### Text segment
Becoming a Delhiite in One Semester! Past Review

By (Asian Studies/Civilization., Lake Forest College) - abroad from 07/15/2013 to 11/15/2013 with

Study Abroad Programs in India

What did you gain/learn from your experience abroad? Was it worthwhile?
I gained a lot of social skills and picked up cultural cues that I had to learn on site. Much of my understanding about India only came from books and friends back in States, but learning about India in its actual context completely gave me a different interpretation about my major. This made me learn to love India even more and made my Asian Studies degree more valuable.

Personal Information

How much international exposure did you have prior to this program? 6 months+

Review Your Program

* Overall educational experience

Academic rigor, intensity, resources, etc.

There was a lot of course material through the study abroad office, which competed with my Master's level courses at Jawaharlal Nehru University. The readings were interesting though as well as the class field trips. It made our subjects truly come alive by taking expeditions out into the research field. The center has a small library, but it's growing. Many of the resources we needed for IES courses were either online or in that library.

* Host Country Program Administration

On-site administration of your program

The Delhi IES center was more like a home than anything. The directors and staff are constantly checking in on student and try their best to run the office to the best of their abilities. We all try to go on group outings together as well. We also can reach the staff any time for any issue that we have. They really know Delhi as well, so give us lots of advice for the places to visit for anything we need!
######
### Given records
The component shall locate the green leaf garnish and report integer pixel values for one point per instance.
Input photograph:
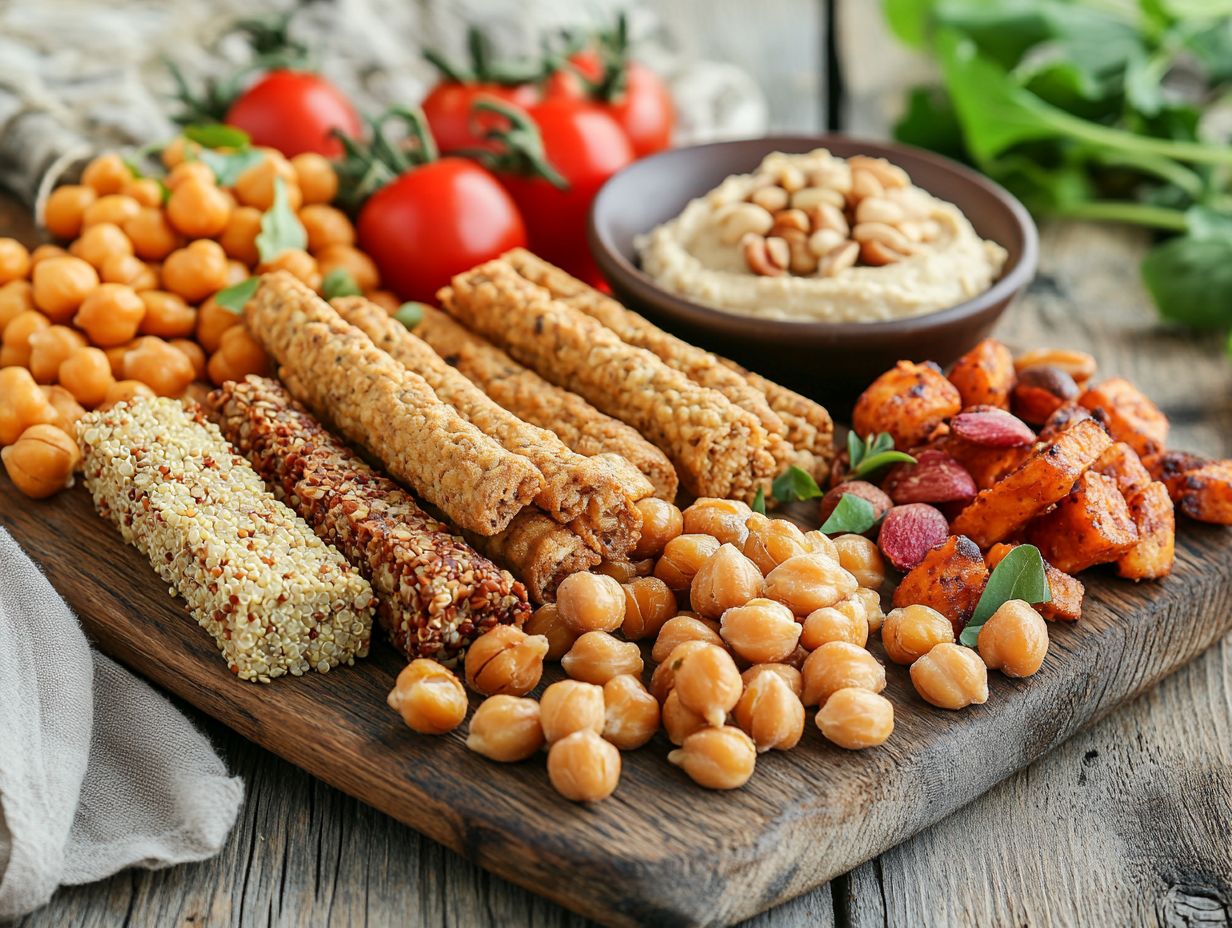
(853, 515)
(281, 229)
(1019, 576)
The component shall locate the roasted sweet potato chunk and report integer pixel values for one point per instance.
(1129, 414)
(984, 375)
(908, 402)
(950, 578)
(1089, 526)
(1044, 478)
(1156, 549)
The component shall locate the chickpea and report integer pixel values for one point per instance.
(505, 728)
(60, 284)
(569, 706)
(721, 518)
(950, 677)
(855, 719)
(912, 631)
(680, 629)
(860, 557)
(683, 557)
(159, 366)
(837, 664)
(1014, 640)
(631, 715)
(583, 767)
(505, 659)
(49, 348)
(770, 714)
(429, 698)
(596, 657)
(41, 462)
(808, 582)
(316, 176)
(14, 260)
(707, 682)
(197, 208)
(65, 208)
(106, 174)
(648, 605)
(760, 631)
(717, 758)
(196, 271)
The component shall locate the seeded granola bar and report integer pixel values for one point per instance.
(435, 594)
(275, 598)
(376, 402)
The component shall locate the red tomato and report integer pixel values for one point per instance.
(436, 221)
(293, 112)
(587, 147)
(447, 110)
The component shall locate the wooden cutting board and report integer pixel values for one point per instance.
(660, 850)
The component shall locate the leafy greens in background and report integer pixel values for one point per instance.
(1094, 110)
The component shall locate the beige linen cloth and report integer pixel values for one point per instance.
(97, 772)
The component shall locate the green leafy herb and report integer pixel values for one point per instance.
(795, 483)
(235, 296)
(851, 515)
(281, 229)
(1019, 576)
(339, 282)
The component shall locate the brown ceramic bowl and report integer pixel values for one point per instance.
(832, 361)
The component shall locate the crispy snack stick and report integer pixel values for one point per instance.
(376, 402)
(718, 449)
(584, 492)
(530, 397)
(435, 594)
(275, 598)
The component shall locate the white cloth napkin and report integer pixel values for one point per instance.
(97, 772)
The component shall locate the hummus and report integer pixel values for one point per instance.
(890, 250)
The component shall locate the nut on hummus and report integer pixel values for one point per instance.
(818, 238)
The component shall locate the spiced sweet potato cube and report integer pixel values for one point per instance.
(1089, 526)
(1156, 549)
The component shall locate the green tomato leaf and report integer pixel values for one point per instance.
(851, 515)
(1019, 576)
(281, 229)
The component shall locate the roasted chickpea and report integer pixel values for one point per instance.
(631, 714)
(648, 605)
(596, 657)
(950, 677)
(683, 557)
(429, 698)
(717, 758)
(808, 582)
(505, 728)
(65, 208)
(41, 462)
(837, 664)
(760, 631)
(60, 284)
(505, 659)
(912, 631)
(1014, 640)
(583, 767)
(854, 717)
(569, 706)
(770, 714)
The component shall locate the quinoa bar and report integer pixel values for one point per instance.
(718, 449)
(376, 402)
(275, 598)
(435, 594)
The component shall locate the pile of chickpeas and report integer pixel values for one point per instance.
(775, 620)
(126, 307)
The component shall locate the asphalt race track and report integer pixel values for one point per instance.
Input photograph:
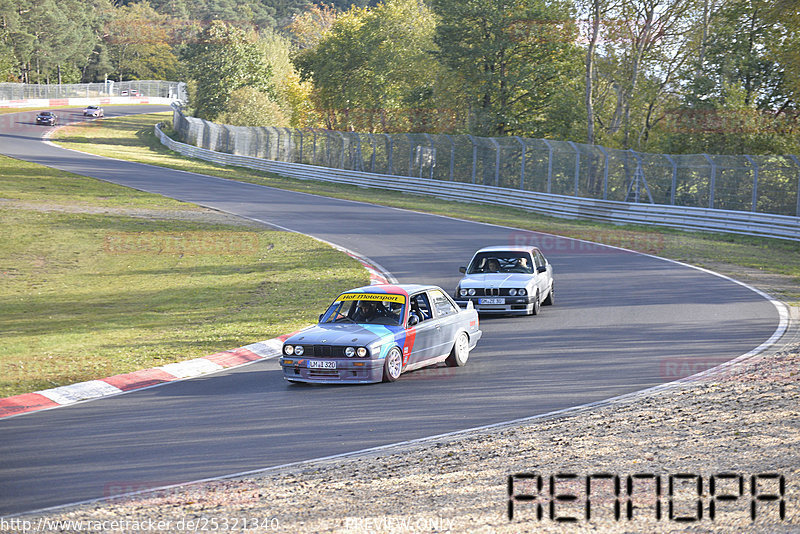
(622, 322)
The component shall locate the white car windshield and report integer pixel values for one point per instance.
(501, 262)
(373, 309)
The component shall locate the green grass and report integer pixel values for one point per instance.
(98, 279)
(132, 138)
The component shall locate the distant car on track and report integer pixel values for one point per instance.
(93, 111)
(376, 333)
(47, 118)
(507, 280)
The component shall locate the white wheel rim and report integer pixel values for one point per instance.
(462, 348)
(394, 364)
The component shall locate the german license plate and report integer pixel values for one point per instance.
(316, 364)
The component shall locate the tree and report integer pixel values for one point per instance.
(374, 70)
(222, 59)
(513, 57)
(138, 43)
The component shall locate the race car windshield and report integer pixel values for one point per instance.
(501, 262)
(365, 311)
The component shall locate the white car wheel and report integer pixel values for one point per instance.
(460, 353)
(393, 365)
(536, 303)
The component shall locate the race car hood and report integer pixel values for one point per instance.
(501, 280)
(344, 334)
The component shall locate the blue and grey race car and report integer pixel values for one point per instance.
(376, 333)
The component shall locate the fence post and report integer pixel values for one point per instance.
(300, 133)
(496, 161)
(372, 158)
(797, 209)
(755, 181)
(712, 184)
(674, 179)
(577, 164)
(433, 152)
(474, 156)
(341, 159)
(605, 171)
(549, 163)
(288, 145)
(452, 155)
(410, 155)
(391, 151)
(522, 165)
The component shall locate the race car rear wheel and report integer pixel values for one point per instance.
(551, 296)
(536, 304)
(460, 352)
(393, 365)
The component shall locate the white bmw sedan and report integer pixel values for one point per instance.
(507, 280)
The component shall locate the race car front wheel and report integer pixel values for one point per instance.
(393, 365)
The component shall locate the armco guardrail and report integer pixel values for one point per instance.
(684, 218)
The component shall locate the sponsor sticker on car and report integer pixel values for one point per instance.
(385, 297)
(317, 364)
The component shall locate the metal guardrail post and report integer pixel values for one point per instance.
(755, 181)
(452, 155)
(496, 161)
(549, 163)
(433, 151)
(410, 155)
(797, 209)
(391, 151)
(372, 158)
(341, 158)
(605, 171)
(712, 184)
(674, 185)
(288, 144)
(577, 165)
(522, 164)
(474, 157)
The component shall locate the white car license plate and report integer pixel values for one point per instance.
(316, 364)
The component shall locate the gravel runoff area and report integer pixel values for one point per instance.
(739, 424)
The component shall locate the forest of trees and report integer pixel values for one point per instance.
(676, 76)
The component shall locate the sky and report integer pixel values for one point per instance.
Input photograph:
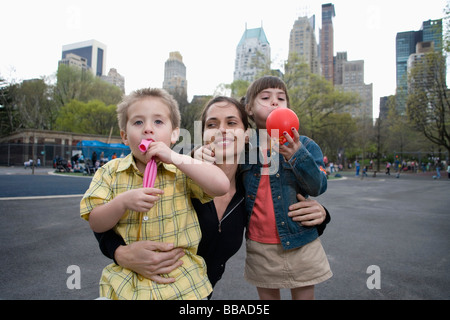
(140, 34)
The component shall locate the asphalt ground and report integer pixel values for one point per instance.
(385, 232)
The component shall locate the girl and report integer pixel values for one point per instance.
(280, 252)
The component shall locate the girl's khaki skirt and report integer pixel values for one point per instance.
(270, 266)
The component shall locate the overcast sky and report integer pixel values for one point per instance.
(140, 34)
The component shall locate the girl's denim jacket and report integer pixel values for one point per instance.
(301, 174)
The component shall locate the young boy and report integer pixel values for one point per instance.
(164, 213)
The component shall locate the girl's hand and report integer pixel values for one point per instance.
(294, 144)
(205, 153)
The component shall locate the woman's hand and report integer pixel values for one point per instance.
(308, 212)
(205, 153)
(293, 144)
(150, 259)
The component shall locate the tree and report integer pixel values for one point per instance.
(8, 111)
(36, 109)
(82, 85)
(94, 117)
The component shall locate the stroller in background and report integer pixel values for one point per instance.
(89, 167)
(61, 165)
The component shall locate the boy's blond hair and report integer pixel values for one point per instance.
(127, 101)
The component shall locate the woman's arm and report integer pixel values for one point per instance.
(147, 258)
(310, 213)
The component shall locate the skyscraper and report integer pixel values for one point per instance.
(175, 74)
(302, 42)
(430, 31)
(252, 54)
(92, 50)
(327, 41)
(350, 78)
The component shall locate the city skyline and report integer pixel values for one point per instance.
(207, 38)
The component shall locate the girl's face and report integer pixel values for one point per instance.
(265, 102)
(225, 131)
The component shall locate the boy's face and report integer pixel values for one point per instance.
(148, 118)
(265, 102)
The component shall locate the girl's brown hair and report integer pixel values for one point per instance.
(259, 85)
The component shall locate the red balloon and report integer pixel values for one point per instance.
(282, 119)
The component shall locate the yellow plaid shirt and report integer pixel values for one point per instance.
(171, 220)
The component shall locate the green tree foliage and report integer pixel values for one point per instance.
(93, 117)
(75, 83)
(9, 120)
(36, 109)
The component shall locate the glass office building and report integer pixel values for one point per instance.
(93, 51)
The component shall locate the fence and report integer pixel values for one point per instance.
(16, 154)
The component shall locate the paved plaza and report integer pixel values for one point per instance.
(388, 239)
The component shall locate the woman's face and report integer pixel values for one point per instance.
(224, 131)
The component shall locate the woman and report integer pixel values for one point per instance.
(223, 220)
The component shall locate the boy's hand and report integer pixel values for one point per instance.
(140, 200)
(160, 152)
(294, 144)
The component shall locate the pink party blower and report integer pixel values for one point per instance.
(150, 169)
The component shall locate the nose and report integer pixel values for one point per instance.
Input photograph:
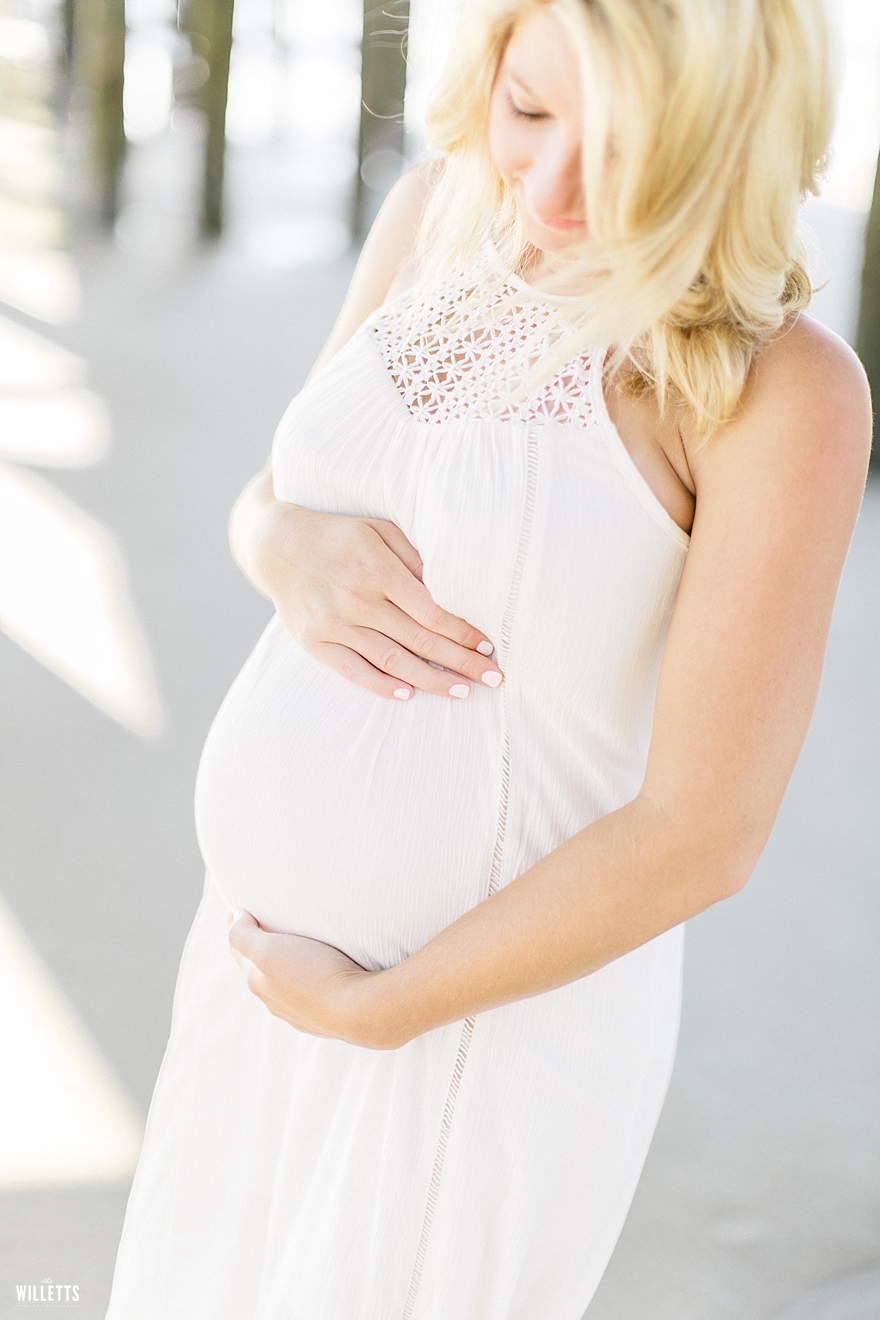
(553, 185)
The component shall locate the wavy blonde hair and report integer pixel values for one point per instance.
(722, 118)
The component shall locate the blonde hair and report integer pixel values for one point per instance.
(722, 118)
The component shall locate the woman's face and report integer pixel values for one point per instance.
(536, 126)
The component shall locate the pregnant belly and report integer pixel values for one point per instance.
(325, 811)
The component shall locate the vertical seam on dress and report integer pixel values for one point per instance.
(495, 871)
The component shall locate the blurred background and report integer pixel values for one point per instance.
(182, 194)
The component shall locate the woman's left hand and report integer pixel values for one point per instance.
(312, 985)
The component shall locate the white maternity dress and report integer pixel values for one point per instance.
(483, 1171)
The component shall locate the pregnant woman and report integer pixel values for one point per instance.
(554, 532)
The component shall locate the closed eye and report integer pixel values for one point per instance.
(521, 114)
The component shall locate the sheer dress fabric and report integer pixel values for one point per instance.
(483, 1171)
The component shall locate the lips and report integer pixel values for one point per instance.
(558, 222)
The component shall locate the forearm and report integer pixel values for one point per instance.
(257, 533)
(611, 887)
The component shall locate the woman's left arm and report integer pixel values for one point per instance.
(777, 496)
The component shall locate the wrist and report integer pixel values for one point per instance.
######
* [Task objective]:
Please name the university where, according to the study abroad review, the writer took Master's level courses.

* [Reply to the exercise]:
Jawaharlal Nehru University